# Given text
------------------------------------

Qwen3.6 — 27B — Best AI At

Qwen3.6 — 27B

By Alibaba (Qwen Team) · Updated

What It Actually Is

The Qwen team just dropped the model the local AI community has been waiting for. Qwen3.6-27B is a dense 27-billion-parameter model that delivers what sounds impossible: it beats Alibaba’s own 397B flagship (Qwen3.5-397B-A17B) on every major agentic coding benchmark — SWE-bench Verified, SWE-bench Pro, Terminal-Bench 2.0, SkillsBench — while running on a single RTX 3090-class GPU.

This isn’t an incremental update. The Terminal-Bench 2.0 jump alone (41.6 → 59.3) represents a 43% improvement in practical terminal workflows — the kind of real-world coding tasks that define whether a local model is actually useful or just benchmark-pretty. Add native vision and video understanding, a new “Thinking Preservation” feature that maintains reasoning coherence across multi-turn conversations, and the same 262K native context window (extendable to 1M+), and you have a model that genuinely redefines what’s possible on consumer hardware.

------------------------------------

Natural-language object grounding data
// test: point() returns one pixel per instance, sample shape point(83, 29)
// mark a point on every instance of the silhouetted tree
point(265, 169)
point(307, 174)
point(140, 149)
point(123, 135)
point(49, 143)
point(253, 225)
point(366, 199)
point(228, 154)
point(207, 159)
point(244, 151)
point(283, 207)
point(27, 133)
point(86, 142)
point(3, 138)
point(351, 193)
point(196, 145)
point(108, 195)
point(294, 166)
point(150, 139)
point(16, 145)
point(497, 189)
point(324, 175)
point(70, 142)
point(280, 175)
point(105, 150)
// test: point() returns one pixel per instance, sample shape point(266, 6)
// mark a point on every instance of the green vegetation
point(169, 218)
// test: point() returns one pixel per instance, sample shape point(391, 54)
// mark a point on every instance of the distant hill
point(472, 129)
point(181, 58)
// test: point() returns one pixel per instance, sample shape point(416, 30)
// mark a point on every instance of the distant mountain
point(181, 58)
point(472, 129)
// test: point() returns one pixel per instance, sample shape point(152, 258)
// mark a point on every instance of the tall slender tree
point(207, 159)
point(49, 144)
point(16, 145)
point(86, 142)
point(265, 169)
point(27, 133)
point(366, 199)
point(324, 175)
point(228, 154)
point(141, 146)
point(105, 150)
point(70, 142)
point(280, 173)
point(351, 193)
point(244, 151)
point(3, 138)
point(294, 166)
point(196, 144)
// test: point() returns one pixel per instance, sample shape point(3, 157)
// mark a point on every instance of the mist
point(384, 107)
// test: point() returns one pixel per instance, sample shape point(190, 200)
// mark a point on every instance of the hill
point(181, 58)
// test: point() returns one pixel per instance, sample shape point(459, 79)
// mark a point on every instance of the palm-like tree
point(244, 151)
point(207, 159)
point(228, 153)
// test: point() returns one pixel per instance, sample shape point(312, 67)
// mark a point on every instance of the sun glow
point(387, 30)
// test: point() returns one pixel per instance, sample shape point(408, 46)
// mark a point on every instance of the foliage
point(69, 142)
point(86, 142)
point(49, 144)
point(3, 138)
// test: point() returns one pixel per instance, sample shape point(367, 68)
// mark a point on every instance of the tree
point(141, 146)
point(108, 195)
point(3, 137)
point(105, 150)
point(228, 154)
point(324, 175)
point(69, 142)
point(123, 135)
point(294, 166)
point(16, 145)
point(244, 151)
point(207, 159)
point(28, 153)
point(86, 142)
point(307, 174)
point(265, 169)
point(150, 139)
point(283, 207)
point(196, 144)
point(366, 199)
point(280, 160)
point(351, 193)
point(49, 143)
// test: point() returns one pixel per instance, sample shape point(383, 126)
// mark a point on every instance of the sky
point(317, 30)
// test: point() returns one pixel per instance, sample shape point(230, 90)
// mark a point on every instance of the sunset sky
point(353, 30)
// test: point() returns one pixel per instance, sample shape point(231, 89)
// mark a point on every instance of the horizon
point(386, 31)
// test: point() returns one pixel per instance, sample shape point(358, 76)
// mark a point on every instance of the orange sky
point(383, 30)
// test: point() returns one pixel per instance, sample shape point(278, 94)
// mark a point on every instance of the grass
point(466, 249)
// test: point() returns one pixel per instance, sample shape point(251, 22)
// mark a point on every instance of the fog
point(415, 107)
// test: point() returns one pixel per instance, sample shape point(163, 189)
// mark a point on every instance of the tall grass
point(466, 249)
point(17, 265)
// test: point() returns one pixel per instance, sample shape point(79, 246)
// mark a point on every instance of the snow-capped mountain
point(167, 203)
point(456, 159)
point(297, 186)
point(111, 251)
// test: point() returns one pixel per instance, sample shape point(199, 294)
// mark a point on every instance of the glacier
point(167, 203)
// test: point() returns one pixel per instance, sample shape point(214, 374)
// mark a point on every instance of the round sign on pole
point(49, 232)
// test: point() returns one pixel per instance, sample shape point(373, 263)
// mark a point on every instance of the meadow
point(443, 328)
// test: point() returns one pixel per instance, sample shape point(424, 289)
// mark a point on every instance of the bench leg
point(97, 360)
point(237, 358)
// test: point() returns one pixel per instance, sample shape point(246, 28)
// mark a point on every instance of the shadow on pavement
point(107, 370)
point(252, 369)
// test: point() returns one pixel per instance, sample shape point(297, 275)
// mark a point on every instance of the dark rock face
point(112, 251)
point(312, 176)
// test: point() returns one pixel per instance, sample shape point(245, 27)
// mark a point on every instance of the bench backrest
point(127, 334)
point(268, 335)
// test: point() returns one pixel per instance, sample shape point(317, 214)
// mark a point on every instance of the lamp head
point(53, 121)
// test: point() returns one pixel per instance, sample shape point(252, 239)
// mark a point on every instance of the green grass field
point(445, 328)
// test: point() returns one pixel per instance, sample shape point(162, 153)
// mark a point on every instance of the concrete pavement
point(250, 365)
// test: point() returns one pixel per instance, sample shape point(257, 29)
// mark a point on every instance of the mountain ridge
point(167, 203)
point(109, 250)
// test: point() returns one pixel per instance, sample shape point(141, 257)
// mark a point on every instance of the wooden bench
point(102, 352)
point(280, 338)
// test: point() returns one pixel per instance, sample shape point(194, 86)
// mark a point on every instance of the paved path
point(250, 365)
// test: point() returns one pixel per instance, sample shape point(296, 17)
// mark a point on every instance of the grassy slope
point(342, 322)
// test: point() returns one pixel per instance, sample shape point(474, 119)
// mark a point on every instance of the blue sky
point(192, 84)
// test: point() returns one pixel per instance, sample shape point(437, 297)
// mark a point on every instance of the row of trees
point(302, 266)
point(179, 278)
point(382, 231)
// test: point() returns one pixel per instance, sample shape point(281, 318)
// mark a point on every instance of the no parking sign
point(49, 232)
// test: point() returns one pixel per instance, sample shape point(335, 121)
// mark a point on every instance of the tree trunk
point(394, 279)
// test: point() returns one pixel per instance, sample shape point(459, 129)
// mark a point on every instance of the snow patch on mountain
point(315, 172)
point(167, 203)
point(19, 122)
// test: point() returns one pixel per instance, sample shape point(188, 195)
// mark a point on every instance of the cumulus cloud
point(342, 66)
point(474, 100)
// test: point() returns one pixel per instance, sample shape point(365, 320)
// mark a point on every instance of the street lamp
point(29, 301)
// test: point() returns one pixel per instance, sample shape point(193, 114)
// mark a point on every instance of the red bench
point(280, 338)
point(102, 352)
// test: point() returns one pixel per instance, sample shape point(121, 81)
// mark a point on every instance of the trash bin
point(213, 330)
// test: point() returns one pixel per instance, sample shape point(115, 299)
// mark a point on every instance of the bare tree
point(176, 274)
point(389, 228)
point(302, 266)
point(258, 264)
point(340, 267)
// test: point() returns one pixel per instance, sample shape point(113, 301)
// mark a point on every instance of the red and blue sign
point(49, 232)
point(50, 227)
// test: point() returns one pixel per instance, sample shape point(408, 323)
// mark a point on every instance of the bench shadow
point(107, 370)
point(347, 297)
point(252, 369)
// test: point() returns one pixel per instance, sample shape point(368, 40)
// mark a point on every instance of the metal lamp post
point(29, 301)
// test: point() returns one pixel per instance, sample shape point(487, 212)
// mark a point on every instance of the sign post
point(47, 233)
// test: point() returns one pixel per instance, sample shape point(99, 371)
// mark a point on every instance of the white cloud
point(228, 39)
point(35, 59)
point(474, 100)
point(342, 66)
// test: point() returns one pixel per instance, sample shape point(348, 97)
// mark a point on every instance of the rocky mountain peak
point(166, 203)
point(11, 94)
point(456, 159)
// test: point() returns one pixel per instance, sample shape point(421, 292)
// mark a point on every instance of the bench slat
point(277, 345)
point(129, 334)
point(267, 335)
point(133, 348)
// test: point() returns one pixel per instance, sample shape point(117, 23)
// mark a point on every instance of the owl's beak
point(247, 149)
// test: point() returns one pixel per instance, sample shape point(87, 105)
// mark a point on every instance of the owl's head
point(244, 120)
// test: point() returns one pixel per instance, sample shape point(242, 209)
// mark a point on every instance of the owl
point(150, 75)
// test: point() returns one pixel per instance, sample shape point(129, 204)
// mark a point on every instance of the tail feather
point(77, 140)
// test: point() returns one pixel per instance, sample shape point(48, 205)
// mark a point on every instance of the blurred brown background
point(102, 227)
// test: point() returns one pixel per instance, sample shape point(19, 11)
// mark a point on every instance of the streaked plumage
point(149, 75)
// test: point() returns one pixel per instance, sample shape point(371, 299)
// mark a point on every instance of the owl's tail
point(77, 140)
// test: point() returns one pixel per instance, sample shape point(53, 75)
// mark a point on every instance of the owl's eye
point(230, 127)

------------------------------------

# What to work on
1. Reproduce the passage of the Qwen3.6-27B overview from "Qwen3.6 — 27B —" to "RTX 3090-class GPU.".
2. Continue the Qwen3.6-27B overview from its final sentence onward.

# Responses to the exercise
1.
Qwen3.6 — 27B — Best AI At

Qwen3.6 — 27B

By Alibaba (Qwen Team) · Updated

What It Actually Is

The Qwen team just dropped the model the local AI community has been waiting for. Qwen3.6-27B is a dense 27-billion-parameter model that delivers what sounds impossible: it beats Alibaba’s own 397B flagship (Qwen3.5-397B-A17B) on every major agentic coding benchmark — SWE-bench Verified, SWE-bench Pro, Terminal-Bench 2.0, SkillsBench — while running on a single RTX 3090-class GPU.

2.
Community sentiment tells the story: r/LocalLLaMA is calling it “a turning point for local inference” and “the biggest release of the year so far.” Independent testers report that it feels tangibly more capable for real coding projects — not just benchmarks, but the actual experience of using a local agent for frontend workflows, repo-level reasoning, and iterative development. Apache 2.0 licensed, GGUF quants already live via Unsloth, same consumer-GPU footprint. The era of compromising on local AI just ended — again.

Key Strengths

Beats a 397B model at 27B: SWE-bench Verified 77.2, SWE-bench Pro 53.5, Terminal-Bench 2.0 59.3, SkillsBench Avg5 48.2 — Qwen3.6-27B outperforms Alibaba’s own Qwen3.5-397B-A17B (a model 15× its size) on every major agentic coding benchmark. That’s not a typo.
Massive jump in terminal and agentic workflows: Terminal-Bench 2.0 leapt from 41.6 (on Qwen3.5-27B) to 59.3 — a 43% improvement. SWE-bench Verified went from 75.0 to 77.2. These aren’t marginal gains; they reflect a fundamentally more capable coding agent.
Native multimodal with Thinking Preservation: Images, video, OCR, and text in one model, plus a new feature that retains reasoning context across conversation history — making it far more coherent in multi-turn agent sessions.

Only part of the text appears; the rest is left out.